◆ **Assignment**
Find the line with "[locate] the overcast". Repeat it and each line after it, exactly, down to the end of the records below.

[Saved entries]

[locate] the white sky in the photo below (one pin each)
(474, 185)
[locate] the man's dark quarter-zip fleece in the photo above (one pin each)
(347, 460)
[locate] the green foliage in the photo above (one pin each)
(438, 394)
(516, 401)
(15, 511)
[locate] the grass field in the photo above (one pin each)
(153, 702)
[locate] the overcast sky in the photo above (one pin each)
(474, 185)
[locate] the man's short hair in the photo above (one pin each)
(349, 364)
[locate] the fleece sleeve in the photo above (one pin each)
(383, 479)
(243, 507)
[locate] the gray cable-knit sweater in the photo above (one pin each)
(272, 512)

◆ **Exercise solution**
[locate] the overcast sky in the photo above (one pin each)
(474, 185)
[locate] the man's short hair in the photo above (one pin each)
(349, 364)
[locate] the fleece sleeve in the photo above (one pin each)
(383, 479)
(243, 507)
[locate] the gray cable-knit sweater in the photo above (one pin each)
(272, 512)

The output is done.